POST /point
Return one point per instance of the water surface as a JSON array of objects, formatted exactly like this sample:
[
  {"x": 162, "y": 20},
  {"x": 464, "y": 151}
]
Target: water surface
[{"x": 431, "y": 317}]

◆ ◆ ◆ ◆ ◆ ◆ ◆

Your objective: Please recast the records above as a Markdown table with two columns, "Row" and "Line", giving each line's number in the first and the line itself in the second, and leaving out blank lines.

Solution:
| Row | Line |
|---|---|
| 1 | POST /point |
| 2 | Return one point per instance of the water surface as a JSON array of objects, formatted exactly like this sample: |
| 3 | [ |
| 4 |   {"x": 162, "y": 20}, |
| 5 |   {"x": 464, "y": 151} |
| 6 | ] |
| 7 | Target: water surface |
| 8 | [{"x": 431, "y": 317}] |